WHAT NEEDS TO BE DONE — How many of the lines below have the word "water" in them? The answer is that number and nothing more.
BEGIN INPUT MATERIAL
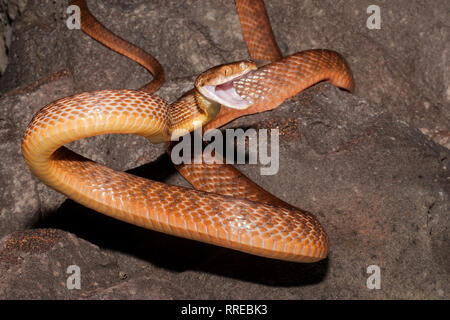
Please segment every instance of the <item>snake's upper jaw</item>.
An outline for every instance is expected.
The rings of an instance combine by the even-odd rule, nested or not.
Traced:
[[[209,69],[195,82],[196,89],[207,99],[233,109],[246,109],[253,104],[242,98],[234,88],[234,81],[256,69],[252,61],[240,61]]]

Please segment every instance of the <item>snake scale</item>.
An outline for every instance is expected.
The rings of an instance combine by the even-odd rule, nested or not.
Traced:
[[[37,178],[86,207],[147,229],[280,260],[315,262],[327,256],[328,236],[311,213],[268,193],[233,166],[176,166],[195,188],[190,189],[112,170],[64,145],[111,133],[163,143],[180,129],[218,128],[272,110],[320,81],[352,91],[353,77],[340,54],[315,49],[283,58],[264,3],[236,0],[250,58],[262,66],[246,60],[209,69],[193,90],[168,104],[154,94],[164,82],[160,63],[104,27],[85,0],[71,3],[80,8],[85,33],[154,77],[139,90],[84,92],[37,112],[22,140],[24,159]]]

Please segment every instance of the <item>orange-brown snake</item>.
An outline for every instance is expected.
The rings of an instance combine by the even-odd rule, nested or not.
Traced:
[[[329,50],[282,58],[263,2],[236,0],[250,56],[266,64],[256,68],[243,61],[212,68],[197,78],[195,89],[169,105],[153,94],[164,82],[162,66],[103,27],[84,0],[72,3],[81,9],[84,32],[142,64],[154,80],[140,90],[85,92],[45,106],[34,115],[22,141],[31,172],[86,207],[144,228],[281,260],[325,258],[328,237],[312,214],[284,203],[232,166],[177,166],[193,190],[112,170],[64,145],[110,133],[166,142],[178,129],[192,131],[194,123],[217,128],[274,109],[323,80],[352,91],[353,77],[344,58]]]

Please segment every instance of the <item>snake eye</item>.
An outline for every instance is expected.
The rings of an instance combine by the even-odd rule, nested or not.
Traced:
[[[228,76],[231,73],[230,67],[226,67],[224,70],[225,76]]]

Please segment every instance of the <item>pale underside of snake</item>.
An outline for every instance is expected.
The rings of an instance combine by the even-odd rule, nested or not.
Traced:
[[[282,58],[262,1],[236,0],[251,61],[202,73],[195,88],[172,104],[153,93],[164,82],[150,54],[114,35],[81,9],[85,33],[147,68],[153,80],[139,90],[85,92],[48,104],[34,115],[22,140],[31,172],[67,197],[108,216],[147,229],[247,253],[295,262],[327,256],[329,240],[309,212],[276,198],[237,169],[222,164],[184,164],[178,171],[194,189],[115,171],[64,145],[111,133],[138,134],[167,142],[177,130],[217,128],[233,119],[272,110],[320,81],[352,91],[344,58],[308,50]]]

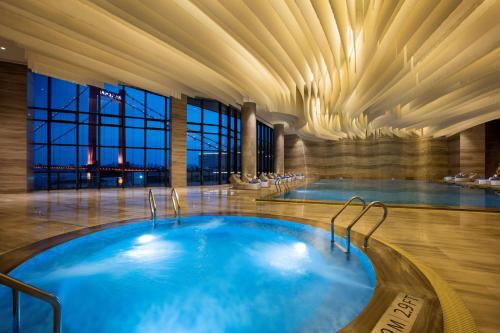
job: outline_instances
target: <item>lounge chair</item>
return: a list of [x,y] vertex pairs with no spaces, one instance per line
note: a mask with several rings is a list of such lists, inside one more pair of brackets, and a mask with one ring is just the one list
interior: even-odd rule
[[246,176],[240,177],[236,174],[231,175],[229,177],[229,183],[233,185],[233,188],[235,190],[259,190],[261,188],[261,185],[259,182],[250,182],[250,181],[245,181],[248,178]]
[[469,183],[469,182],[473,182],[473,181],[474,181],[474,179],[471,178],[465,172],[460,172],[458,175],[455,176],[455,183]]
[[266,177],[267,177],[267,179],[268,179],[267,181],[269,182],[269,185],[274,185],[274,184],[276,184],[276,176],[275,176],[273,173],[271,173],[271,172],[270,172],[270,173],[268,173],[268,174],[266,175]]
[[498,175],[494,175],[493,177],[490,177],[489,181],[490,181],[490,185],[500,186],[500,176],[498,176]]
[[266,174],[265,173],[261,173],[260,176],[259,176],[259,180],[260,180],[260,186],[261,187],[269,187],[269,178],[267,178]]

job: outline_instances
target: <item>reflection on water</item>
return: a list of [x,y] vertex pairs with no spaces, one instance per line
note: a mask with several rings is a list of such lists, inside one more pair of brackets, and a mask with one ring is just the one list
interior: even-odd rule
[[354,195],[392,204],[500,208],[498,191],[416,180],[324,179],[275,198],[343,202]]

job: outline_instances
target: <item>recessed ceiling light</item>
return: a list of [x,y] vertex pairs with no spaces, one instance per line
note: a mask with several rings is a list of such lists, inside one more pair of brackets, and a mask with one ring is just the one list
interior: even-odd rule
[[0,46],[0,50],[4,51],[6,50],[7,48],[5,46]]

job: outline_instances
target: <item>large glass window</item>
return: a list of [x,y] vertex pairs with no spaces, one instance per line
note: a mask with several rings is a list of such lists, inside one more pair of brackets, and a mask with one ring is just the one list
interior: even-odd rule
[[274,133],[272,127],[257,121],[257,173],[274,171]]
[[168,186],[170,99],[29,73],[31,188]]
[[187,183],[225,184],[240,172],[240,113],[213,100],[188,98]]

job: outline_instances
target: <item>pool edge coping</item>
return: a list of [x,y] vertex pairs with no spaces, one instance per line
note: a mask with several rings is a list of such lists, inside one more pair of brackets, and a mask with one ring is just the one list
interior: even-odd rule
[[467,308],[462,298],[448,282],[446,282],[427,264],[410,254],[408,251],[397,245],[393,245],[379,239],[378,241],[404,256],[427,278],[436,292],[441,304],[441,311],[443,312],[443,332],[479,333],[479,329],[477,328],[477,324],[472,316],[472,313]]

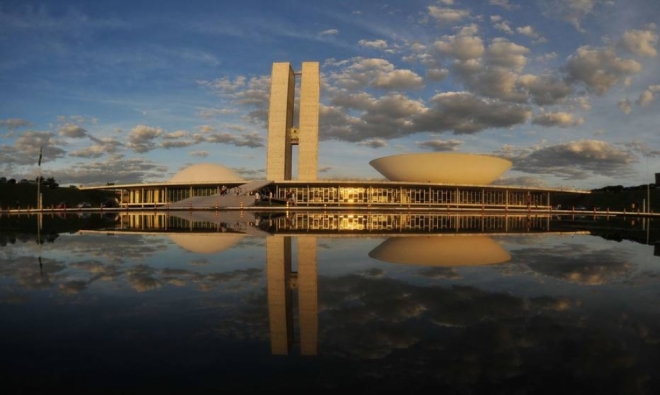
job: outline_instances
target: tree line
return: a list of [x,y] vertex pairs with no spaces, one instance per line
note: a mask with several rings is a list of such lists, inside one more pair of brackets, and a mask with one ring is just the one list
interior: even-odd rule
[[45,187],[49,187],[51,189],[55,189],[60,186],[60,184],[55,180],[54,177],[37,177],[34,180],[28,180],[28,179],[21,179],[19,181],[16,181],[15,178],[9,178],[7,177],[0,177],[0,184],[9,184],[9,185],[16,185],[16,184],[37,184],[40,183],[41,185]]

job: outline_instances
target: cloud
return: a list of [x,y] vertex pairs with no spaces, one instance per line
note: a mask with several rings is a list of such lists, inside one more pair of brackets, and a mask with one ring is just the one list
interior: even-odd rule
[[381,49],[381,50],[387,49],[387,41],[385,40],[373,40],[373,41],[360,40],[358,41],[358,44],[361,47],[365,47],[365,48]]
[[531,117],[531,110],[527,107],[467,92],[440,93],[430,102],[433,106],[415,117],[415,130],[471,134],[523,124]]
[[371,148],[382,148],[387,146],[387,141],[383,139],[371,139],[371,140],[361,141],[358,143],[358,145],[371,147]]
[[619,41],[619,47],[633,55],[653,58],[658,54],[655,49],[658,44],[658,34],[654,30],[654,24],[649,26],[648,30],[627,30]]
[[137,153],[156,148],[154,140],[163,134],[163,129],[138,125],[128,133],[128,147]]
[[417,146],[420,148],[428,148],[432,151],[443,152],[443,151],[456,151],[456,149],[463,143],[464,142],[461,140],[435,139],[435,140],[418,142]]
[[197,111],[197,115],[204,119],[215,118],[218,115],[229,115],[235,114],[237,112],[234,108],[200,108]]
[[453,24],[470,16],[469,10],[429,6],[428,14],[440,24]]
[[206,158],[207,156],[209,156],[209,152],[208,151],[192,151],[192,152],[190,152],[190,156],[195,156],[195,157],[198,157],[198,158]]
[[565,180],[594,175],[625,177],[637,161],[631,152],[601,140],[579,140],[509,155],[513,170],[554,175]]
[[543,37],[539,32],[534,30],[534,28],[529,25],[516,28],[516,32],[518,34],[522,34],[523,36],[534,39],[535,43],[544,43],[547,41],[545,37]]
[[119,154],[109,155],[103,161],[86,161],[66,169],[49,170],[49,174],[62,185],[98,185],[106,182],[137,184],[150,180],[161,181],[166,172],[166,166],[143,157],[127,158]]
[[382,90],[420,89],[424,79],[407,69],[395,69],[394,65],[385,59],[353,58],[348,66],[341,70],[330,72],[328,81],[334,87],[356,90],[371,87]]
[[203,137],[204,141],[215,144],[229,144],[237,147],[257,148],[264,146],[263,137],[257,132],[243,133],[239,136],[231,133],[209,133]]
[[87,136],[87,130],[83,129],[78,125],[74,125],[71,123],[60,126],[57,132],[62,137],[70,137],[74,139],[79,139]]
[[566,62],[568,80],[583,83],[598,95],[607,93],[628,76],[637,74],[642,66],[634,59],[623,59],[611,48],[578,48]]
[[32,126],[32,124],[25,119],[20,118],[7,118],[0,119],[0,128],[7,128],[7,130],[15,130],[18,128],[24,128]]
[[39,149],[43,148],[42,163],[63,158],[66,151],[51,132],[28,130],[21,132],[14,145],[0,145],[0,170],[8,170],[13,165],[37,165]]
[[632,103],[628,99],[619,100],[618,106],[619,106],[619,109],[621,111],[623,111],[623,113],[626,114],[626,115],[628,115],[632,112]]
[[509,0],[488,0],[488,4],[500,6],[502,8],[506,8],[507,10],[510,10],[513,7],[511,3],[509,3]]
[[532,123],[542,126],[559,126],[566,128],[569,126],[582,125],[584,123],[584,118],[575,119],[573,118],[573,114],[567,112],[549,112],[536,115],[532,120]]
[[581,22],[598,3],[608,0],[545,0],[541,5],[548,16],[565,20],[582,31]]
[[433,48],[442,55],[463,62],[480,58],[485,51],[483,40],[480,37],[470,35],[444,36],[433,43]]
[[635,103],[646,107],[655,100],[655,94],[658,92],[660,92],[660,85],[650,85],[639,95],[639,99]]
[[335,36],[337,34],[339,34],[339,30],[337,30],[337,29],[328,29],[328,30],[324,30],[324,31],[320,32],[319,36]]
[[552,75],[525,74],[518,78],[517,85],[541,106],[561,104],[573,92],[570,84]]

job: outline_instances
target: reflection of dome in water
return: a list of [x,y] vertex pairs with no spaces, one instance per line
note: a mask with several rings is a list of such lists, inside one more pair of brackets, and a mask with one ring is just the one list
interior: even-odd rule
[[223,181],[244,181],[241,176],[224,166],[213,163],[200,163],[198,165],[188,166],[176,173],[170,179],[170,182],[189,183],[189,182],[223,182]]
[[511,259],[488,236],[391,237],[371,250],[381,261],[423,266],[479,266]]
[[170,239],[179,247],[199,254],[215,254],[236,245],[242,233],[172,233]]
[[495,156],[427,152],[385,156],[369,162],[390,181],[487,185],[512,163]]

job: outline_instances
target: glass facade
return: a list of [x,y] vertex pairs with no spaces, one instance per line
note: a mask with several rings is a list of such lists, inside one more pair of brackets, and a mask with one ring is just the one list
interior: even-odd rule
[[[221,185],[160,186],[124,189],[124,207],[166,206],[192,197],[219,194]],[[227,185],[236,188],[238,185]],[[293,193],[297,206],[308,207],[430,207],[430,208],[549,208],[550,192],[490,186],[410,185],[394,183],[330,184],[287,182],[268,186],[273,197],[286,202]],[[235,190],[235,189],[232,189]],[[249,191],[242,191],[249,193]]]

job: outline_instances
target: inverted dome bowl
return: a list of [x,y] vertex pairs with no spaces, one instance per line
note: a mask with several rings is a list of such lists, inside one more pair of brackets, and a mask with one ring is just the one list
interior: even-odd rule
[[495,156],[429,152],[374,159],[369,164],[390,181],[487,185],[511,168]]
[[369,256],[421,266],[482,266],[504,263],[511,255],[488,236],[391,237]]

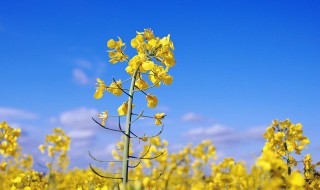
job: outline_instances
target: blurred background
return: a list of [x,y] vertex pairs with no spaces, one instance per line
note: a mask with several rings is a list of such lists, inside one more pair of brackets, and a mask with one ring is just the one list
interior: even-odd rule
[[[96,78],[126,79],[127,63],[109,63],[106,43],[121,37],[126,53],[136,31],[171,34],[173,84],[152,89],[148,109],[137,94],[135,111],[167,117],[162,139],[169,152],[210,139],[218,158],[251,164],[273,119],[302,123],[308,153],[320,160],[320,3],[318,1],[1,1],[0,121],[22,129],[23,152],[35,167],[47,161],[38,146],[61,127],[71,136],[70,167],[88,167],[91,151],[110,159],[120,134],[91,119],[117,114],[127,97],[95,100]],[[124,122],[124,121],[122,121]],[[108,120],[117,128],[117,121]],[[155,134],[139,120],[137,134]],[[134,142],[138,153],[142,144]]]

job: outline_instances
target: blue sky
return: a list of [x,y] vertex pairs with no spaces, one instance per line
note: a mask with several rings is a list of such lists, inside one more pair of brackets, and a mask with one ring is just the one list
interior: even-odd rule
[[[93,99],[95,79],[127,75],[125,63],[108,63],[106,42],[120,36],[132,56],[135,32],[152,28],[171,34],[176,49],[174,82],[151,91],[159,106],[147,110],[167,113],[169,149],[211,139],[220,156],[250,161],[263,129],[290,118],[320,160],[319,8],[311,0],[1,1],[0,120],[22,128],[25,152],[39,162],[37,146],[57,126],[74,137],[72,166],[87,166],[87,150],[108,157],[119,135],[90,117],[116,113],[125,97]],[[136,104],[145,108],[143,96]],[[155,132],[143,122],[137,131]]]

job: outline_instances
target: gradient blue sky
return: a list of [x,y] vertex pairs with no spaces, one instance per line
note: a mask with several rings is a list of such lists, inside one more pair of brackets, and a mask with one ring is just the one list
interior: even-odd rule
[[[290,118],[320,160],[319,10],[311,0],[1,1],[0,120],[22,128],[37,162],[45,160],[37,146],[56,126],[73,137],[72,166],[87,166],[87,150],[108,157],[119,135],[90,117],[116,113],[125,97],[93,99],[95,79],[127,75],[124,63],[108,63],[106,42],[120,36],[132,56],[135,32],[152,28],[170,33],[176,49],[174,82],[152,91],[160,102],[148,110],[167,113],[162,137],[171,151],[211,139],[218,156],[250,162],[263,129]],[[155,132],[143,122],[140,134]]]

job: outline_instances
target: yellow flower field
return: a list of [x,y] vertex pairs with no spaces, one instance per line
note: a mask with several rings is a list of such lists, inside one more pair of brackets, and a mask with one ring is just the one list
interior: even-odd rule
[[[112,174],[102,168],[92,166],[92,169],[65,171],[70,138],[60,128],[55,128],[46,136],[45,143],[39,145],[39,151],[48,154],[46,173],[31,169],[32,156],[21,154],[21,147],[17,144],[20,129],[2,122],[0,131],[1,189],[124,189],[121,179],[106,179],[105,176]],[[187,145],[176,153],[161,154],[168,142],[160,137],[151,138],[151,146],[145,145],[141,155],[161,156],[142,160],[140,164],[131,161],[130,165],[136,167],[129,170],[127,189],[320,188],[320,162],[314,162],[310,154],[304,155],[303,160],[296,159],[309,144],[308,138],[303,136],[301,124],[275,120],[266,129],[264,137],[265,146],[253,166],[237,162],[236,158],[216,162],[216,147],[208,140],[196,146]],[[118,145],[121,144],[120,141]],[[114,151],[113,157],[120,160],[122,150]],[[111,163],[108,171],[110,168],[119,170]]]

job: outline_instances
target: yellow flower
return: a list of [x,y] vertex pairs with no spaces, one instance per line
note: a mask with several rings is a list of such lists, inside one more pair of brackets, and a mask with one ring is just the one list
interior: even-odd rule
[[147,135],[143,135],[143,137],[139,138],[139,140],[146,142],[148,140],[148,137],[147,137]]
[[156,136],[156,137],[151,138],[150,143],[155,146],[160,146],[161,145],[160,137]]
[[[132,108],[134,108],[134,104],[132,104]],[[121,115],[126,115],[128,112],[128,102],[123,102],[121,106],[118,108],[118,114]]]
[[108,111],[106,110],[106,111],[104,111],[104,112],[102,112],[102,113],[99,113],[99,114],[98,114],[98,118],[102,119],[101,125],[102,125],[102,126],[105,126],[106,120],[107,120],[107,118],[108,118]]
[[305,180],[303,176],[299,173],[299,171],[292,172],[291,176],[289,177],[289,184],[292,187],[303,187]]
[[12,180],[12,182],[13,182],[13,183],[21,183],[21,180],[22,180],[21,177],[18,176],[18,177],[16,177],[16,178],[14,178],[14,179]]
[[141,67],[142,67],[141,72],[149,71],[149,70],[153,69],[154,62],[153,61],[149,61],[149,60],[144,61],[144,62],[142,62]]
[[145,59],[144,54],[138,54],[130,59],[129,66],[132,68],[132,70],[135,70],[142,64],[142,61],[144,59]]
[[240,164],[236,163],[232,168],[231,168],[231,174],[237,176],[237,177],[242,177],[246,175],[246,168]]
[[48,147],[48,156],[49,157],[53,157],[54,156],[54,147],[52,145],[50,145]]
[[107,46],[108,48],[116,48],[117,47],[117,42],[114,41],[113,39],[110,39],[108,42],[107,42]]
[[121,80],[118,80],[116,82],[112,82],[110,86],[107,88],[107,90],[116,96],[121,96],[122,94],[121,88],[122,88]]
[[149,87],[148,83],[145,80],[143,80],[142,78],[139,78],[138,80],[136,80],[135,85],[140,90],[146,90]]
[[19,137],[20,134],[21,134],[21,129],[19,129],[19,128],[18,128],[18,129],[13,129],[12,132],[13,132],[13,135],[14,135],[14,136]]
[[121,47],[123,47],[125,45],[125,43],[122,42],[122,39],[120,37],[118,37],[118,41],[115,41],[113,39],[110,39],[107,42],[107,46],[110,49],[116,49],[116,50],[120,50]]
[[7,141],[2,141],[1,148],[5,149],[7,146],[8,146],[8,142]]
[[157,113],[156,115],[154,115],[154,118],[156,119],[155,124],[156,125],[162,125],[161,120],[166,116],[165,113]]
[[144,29],[144,37],[149,41],[151,39],[154,39],[154,34],[153,31],[151,29]]
[[100,190],[109,190],[108,186],[104,185]]
[[157,87],[160,86],[161,81],[166,85],[170,85],[173,81],[173,77],[167,73],[168,70],[169,67],[164,69],[163,66],[155,65],[149,72],[149,80]]
[[121,106],[118,108],[118,114],[119,115],[126,115],[128,111],[128,102],[124,102],[121,104]]
[[62,135],[64,135],[64,131],[60,128],[60,127],[56,127],[52,130],[54,133],[60,133]]
[[302,137],[300,140],[301,140],[301,145],[310,144],[310,140],[307,137]]
[[170,85],[173,81],[173,77],[171,75],[166,74],[163,78],[162,81],[166,85]]
[[39,147],[39,150],[41,151],[41,153],[44,153],[44,149],[46,148],[43,144],[40,145]]
[[137,34],[136,37],[131,40],[131,46],[133,48],[136,48],[138,52],[143,51],[144,45],[145,45],[145,42],[141,34]]
[[96,89],[96,92],[94,93],[93,97],[95,99],[100,99],[100,98],[102,98],[104,91],[107,89],[107,86],[105,85],[103,80],[101,80],[100,78],[97,78],[96,86],[97,86],[97,89]]
[[143,178],[142,180],[143,187],[149,188],[150,182],[151,182],[150,177]]
[[274,128],[272,126],[267,127],[266,132],[263,134],[263,137],[266,139],[271,139],[274,135]]
[[153,69],[155,67],[155,64],[153,61],[148,60],[144,53],[138,53],[138,55],[130,59],[129,66],[129,68],[126,68],[127,72],[139,68],[140,72],[145,73]]
[[129,75],[133,75],[134,68],[131,67],[130,65],[128,65],[125,70]]
[[118,61],[122,62],[128,59],[128,56],[125,55],[122,50],[122,47],[125,45],[125,43],[122,42],[121,38],[118,37],[118,39],[118,41],[111,39],[107,43],[108,48],[113,49],[111,51],[108,51],[109,57],[111,58],[109,62],[112,64],[115,64]]
[[155,108],[158,104],[158,98],[150,93],[146,95],[146,99],[148,101],[149,108]]
[[0,171],[6,171],[7,165],[8,165],[7,162],[1,162],[1,164],[0,164]]

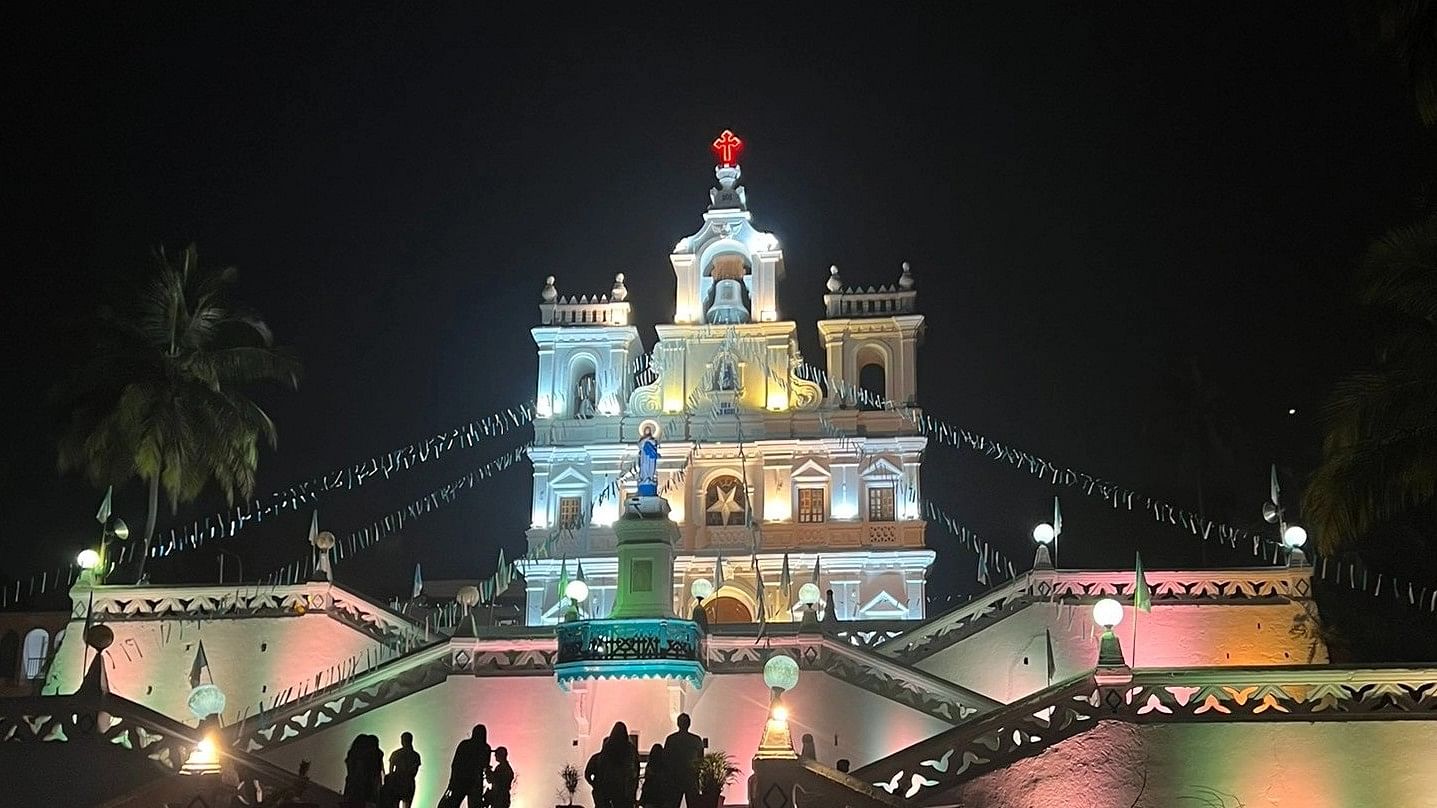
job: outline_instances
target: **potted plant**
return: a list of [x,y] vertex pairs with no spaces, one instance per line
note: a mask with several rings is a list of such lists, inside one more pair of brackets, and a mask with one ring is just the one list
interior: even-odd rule
[[555,808],[568,808],[574,804],[574,794],[579,790],[579,768],[572,763],[565,763],[564,768],[559,770],[559,780],[564,784],[564,789],[558,792],[559,799],[567,802]]
[[718,808],[723,790],[738,780],[738,767],[727,752],[709,752],[699,758],[699,804],[695,808]]

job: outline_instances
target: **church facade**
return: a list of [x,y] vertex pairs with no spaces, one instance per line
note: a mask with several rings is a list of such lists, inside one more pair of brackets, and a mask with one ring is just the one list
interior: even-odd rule
[[[416,620],[419,600],[379,602],[343,567],[289,585],[87,572],[48,656],[17,668],[43,695],[0,698],[7,796],[217,804],[253,780],[335,806],[356,736],[389,751],[412,732],[415,804],[433,805],[482,723],[514,805],[586,805],[561,767],[615,722],[646,750],[686,713],[739,769],[728,805],[1437,806],[1437,667],[1332,664],[1299,553],[1150,570],[1139,598],[1133,571],[1054,569],[1039,548],[927,613],[924,441],[891,406],[915,397],[912,275],[833,273],[812,371],[781,318],[780,247],[751,225],[736,147],[719,156],[652,363],[624,277],[597,300],[544,288],[527,625]],[[814,583],[832,600],[801,602]]]
[[552,276],[543,287],[528,540],[546,559],[524,568],[526,622],[557,622],[560,584],[580,570],[585,613],[608,614],[613,524],[645,428],[670,447],[659,484],[681,536],[677,613],[697,585],[711,622],[789,622],[792,593],[811,581],[832,590],[840,619],[922,618],[926,440],[882,406],[917,392],[912,272],[862,289],[831,270],[817,323],[825,391],[782,315],[778,239],[754,225],[737,163],[720,157],[715,174],[702,224],[669,255],[673,319],[657,326],[651,361],[624,275],[607,294],[563,296]]

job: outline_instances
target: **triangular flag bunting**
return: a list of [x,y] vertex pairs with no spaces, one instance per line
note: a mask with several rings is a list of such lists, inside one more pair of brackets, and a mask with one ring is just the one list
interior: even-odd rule
[[410,590],[409,597],[417,598],[424,594],[424,576],[419,572],[419,564],[414,565],[414,587]]

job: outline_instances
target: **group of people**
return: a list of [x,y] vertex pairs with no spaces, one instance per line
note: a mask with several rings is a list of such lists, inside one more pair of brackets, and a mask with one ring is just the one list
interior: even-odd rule
[[439,798],[439,808],[509,808],[513,789],[509,750],[502,746],[491,750],[489,731],[483,724],[475,724],[469,737],[454,747],[449,787]]
[[[400,746],[389,755],[384,771],[384,752],[376,735],[359,735],[344,758],[344,808],[412,808],[414,784],[419,776],[419,753],[414,735],[399,736]],[[449,765],[449,786],[439,799],[439,808],[509,808],[514,787],[514,769],[509,750],[489,748],[488,731],[478,724],[469,737],[454,749]]]
[[604,739],[604,745],[589,758],[584,780],[594,789],[594,808],[678,808],[698,805],[699,762],[704,756],[703,739],[689,731],[687,713],[679,716],[678,731],[649,749],[642,789],[639,782],[639,750],[629,739],[629,728],[620,721]]
[[399,736],[399,748],[389,755],[389,772],[384,771],[384,752],[378,735],[359,735],[344,756],[345,808],[405,808],[414,804],[414,778],[419,775],[419,753],[414,736]]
END INPUT MATERIAL
RESULT OF THIS EXERCISE — 2